Preface

Having read Per Anders Rudling’s article ‘They Defended Ukraine’: The 14.Waffen-Grenadier-Division der SS (Galizische Nr. 1) Revisited, I am reminded why, a half century ago, I chose to study Engineering rather than the “Humanities” to which my aptitude tests should have steered me. Even at that tender age I understood the lack of objectivity, truth and reality in the Humanities. I knew that my marks would always depend on currying favor with professors; and being a born contrarian, that was never going to happen.

The article in question purports to be a scholarly review of the Ukrainian volunteer Division within the German armed forces in WW2. Having been schooled in the Scientific Method it is clear to me that the subject article is far from scientifically rigorous or even truthful, although, having been written by a schüler, it must of course be considered scholarly. Schoolboys in science class learn techniques of how to achieve the “correct” answer in experiments by “adjusting” their observations to fit the necessary result. Engineers laughingly refer to this technique as Cook’s variable constant. That is far from the Scientific Method.  In the Humanities, wordsmithing is a technique that is used to achieve such a desired result, stubborn facts be damned. Words are lovingly selected, not to convey stark information, but to elicit the appropriate desired response. The less rigorous the meaning of a word, the better. The more a word elicits unthinking response, the better it is for the art of the smear. George Orwell touched on this subject in his work 1984. As an example, Mr. Rudling as well as many other authors use the term Nazi Germany to describe a participant in WW2, but oddly one never reads Democrat America or Tory Britain as being their opponents. Individual soldiers are Nazis but never Democrats or Tories. There is a reason for that.

Myroslav Petriw

Vancouver, British Columbia

 

In Per Anders Rudling’s article ‘They Defended Ukraine’: The 14.Waffen-Grenadier-Division der SS (Galizische Nr. 1) Revisited, the author has chosen a conclusion and has carefully selected sources that support that conclusion. He employs the art of the smear, and the appeal to the gut to achieve his desired result. Laudably, he does not even try to hide his prejudice. In his comparison of two recent presidents of Ukraine and their attitude to the Waffen SS Grenadier Division Galicia (Dyviziia Halychyna), he clearly sides with discredited fugitive President Victor Yanukovych against President Victor Yushchenko.
........
▸ **Parts of the exercise**
• A. Turn part of the listing below into a Markdown table with the columns Index and Entry, numbering each row and leaving out blank lines. Begin at the line that has "of the green" and stop after the line that has "pixel 175 164".
• B. Carry on the preface about Rudling's article on the Galicia Division from its last sentence.

▸ **Extracted data**
........
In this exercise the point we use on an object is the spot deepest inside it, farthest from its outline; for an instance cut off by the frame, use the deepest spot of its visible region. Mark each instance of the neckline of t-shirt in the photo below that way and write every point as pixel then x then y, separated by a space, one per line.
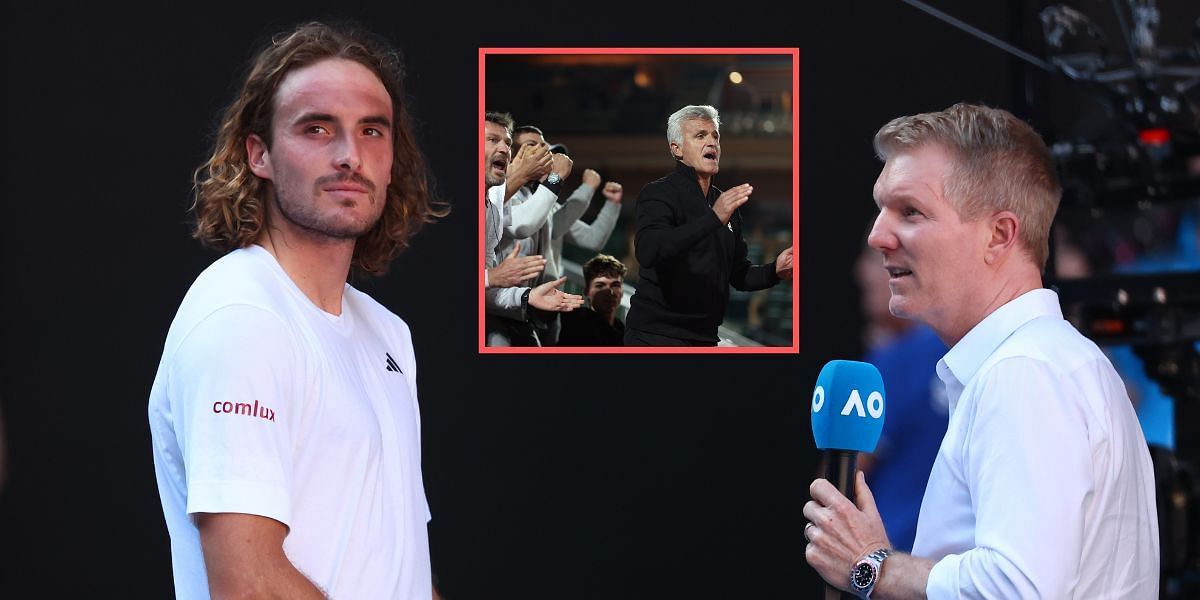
........
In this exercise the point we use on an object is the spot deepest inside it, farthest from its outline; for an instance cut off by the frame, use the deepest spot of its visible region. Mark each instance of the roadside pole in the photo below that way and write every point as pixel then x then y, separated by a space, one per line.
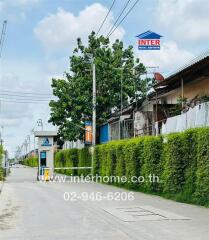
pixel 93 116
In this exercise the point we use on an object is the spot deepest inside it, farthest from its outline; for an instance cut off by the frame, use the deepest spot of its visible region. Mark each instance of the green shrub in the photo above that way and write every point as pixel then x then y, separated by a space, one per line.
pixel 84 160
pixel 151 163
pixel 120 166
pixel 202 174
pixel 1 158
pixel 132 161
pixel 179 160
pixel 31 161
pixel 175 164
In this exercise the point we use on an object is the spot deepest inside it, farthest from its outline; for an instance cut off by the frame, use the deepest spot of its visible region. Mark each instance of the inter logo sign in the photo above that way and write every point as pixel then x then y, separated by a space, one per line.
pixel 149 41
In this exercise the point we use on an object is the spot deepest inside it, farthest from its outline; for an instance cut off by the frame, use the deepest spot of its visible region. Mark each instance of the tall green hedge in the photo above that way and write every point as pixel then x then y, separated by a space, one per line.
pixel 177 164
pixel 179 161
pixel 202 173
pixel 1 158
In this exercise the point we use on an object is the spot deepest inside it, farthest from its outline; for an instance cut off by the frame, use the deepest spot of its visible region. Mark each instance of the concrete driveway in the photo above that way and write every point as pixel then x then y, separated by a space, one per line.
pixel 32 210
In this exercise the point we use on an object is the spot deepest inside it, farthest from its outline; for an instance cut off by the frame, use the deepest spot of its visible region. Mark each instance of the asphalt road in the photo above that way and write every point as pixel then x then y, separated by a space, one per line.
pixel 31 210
........
▸ **Responses by task**
• A.
| Index | Entry |
|---|---|
| 1 | In this exercise the point we use on an object is the spot deepest inside it, farthest from its outline; for an instance cut off by the frame, use the deepest spot of its visible region. Mark each instance of the green shrub in the photo above that way and write every point as pixel then x then y, separated by a space, one per line. |
| 2 | pixel 84 160 |
| 3 | pixel 151 163 |
| 4 | pixel 120 166 |
| 5 | pixel 202 174 |
| 6 | pixel 1 158 |
| 7 | pixel 132 161 |
| 8 | pixel 179 160 |
| 9 | pixel 31 161 |
| 10 | pixel 175 164 |

• B.
The third president of Ukraine, ViktorYushchenko (2005–2010) embarked on an ambitious campaign of nationalist myth making. He designated the far-right Organization of Ukrainian

Nationalists (OUN), its leader Stepan Bandera, its armed wing, the Ukrainian Insurgent Army (UPA), and its commander Roman Shukhevych official ‘heroes of Ukraine.’ While Yushchenko did not explicitly mention the Ukrainian Waffen-SS veterans, he also designated as heroes of Ukraine ‘other military formations, parties, and organizations and movements, dedicated to the establishment of Ukrainian state independence,’ which some have interpreted as an indirect recognition.

[…] While Yushchenko’s successor Viktor Yanukovych has revoked the hero status of Bandera and Shukhevych and largely put an end to the state cult of the ultra-nationalists, in Western Ukraine, apologetics for the Waffen-SS Galizien is entering the mainstream.

 

Yanukovych’s role in recent Ukrainian history seems to have been the preparation of the country for its eventual reincorporation into the folds of that Muscovite Empire, known as the Russian Federation.[1] He extended the Russian lease on its base in Sevastopol – a Guantanamo on steroids, by an additional 25 years. He appointed Russians or pro-Russians as Ministers of Defense (Lebedyev) and Director of the Security Services of Ukraine, the SBU (Yakymenko).  The loyalties of each of these Yanukovych appointees are well illustrated by their biographies, and there is little doubt about what was being prepared:

On 21 February 2014, the day when the “Agreement on settlement of political crisis in Ukraine” was struck during the Euromaidan demonstrations, Lebedyev [the Yanukovych appointed Minister of Defense!] left Kyiv and moved to Sevastopol. [..] Lebedyev was present at the official Kremlin signing of the 2014 Russian annexation of Crimea treaty by Russian President Vladimir Putin and Crimean leaders in Moscow on 18 March 2014.[2]

Similarly:

Soon after the election of Viktor Yanukovych as President of Ukraine in 2010, Yakymenko was appointed the head of SBU in Sevastopol and a year later the head of the SBU in Donetsk Oblast. During that time he was promoted to the rank of Major General of the Security Service of Ukraine. In 2012 Yakymenko was appointed the First Deputy Director of the SBU and in 2013 Yanukovych appointed him the Director of Security Service of Ukraine without properly introducing him to the Ukrainian parliament.

On February 19, 2014, on the website of SBU, Yakymenko announced that Security Service of Ukraine and Anti-Terrorist Center initiated an “anti-terrorist operation” against protesters of the Euromaidan. On February 20, 2014 on the streets of Kyiv appeared snipers and special assigned units of the MVS [Ministry of Internal Affairs] and the SBU.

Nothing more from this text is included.